» WHAT THE EXERCISE ASKS
Retype the data that follows with no alterations, please.

--- MATERIAL FOR THIS EXERCISE Enclosed Below ---

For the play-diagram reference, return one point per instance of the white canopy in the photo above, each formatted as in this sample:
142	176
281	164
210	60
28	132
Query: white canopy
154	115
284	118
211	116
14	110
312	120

--- End of Enclosed MATERIAL FOR THIS EXERCISE ---

» EXPECTED ANSWER
For the play-diagram reference, return one point per instance of the white canopy in the photo above, each formatted as in this sample:
142	176
281	164
210	60
28	132
Query: white canopy
154	115
284	118
211	116
14	110
312	120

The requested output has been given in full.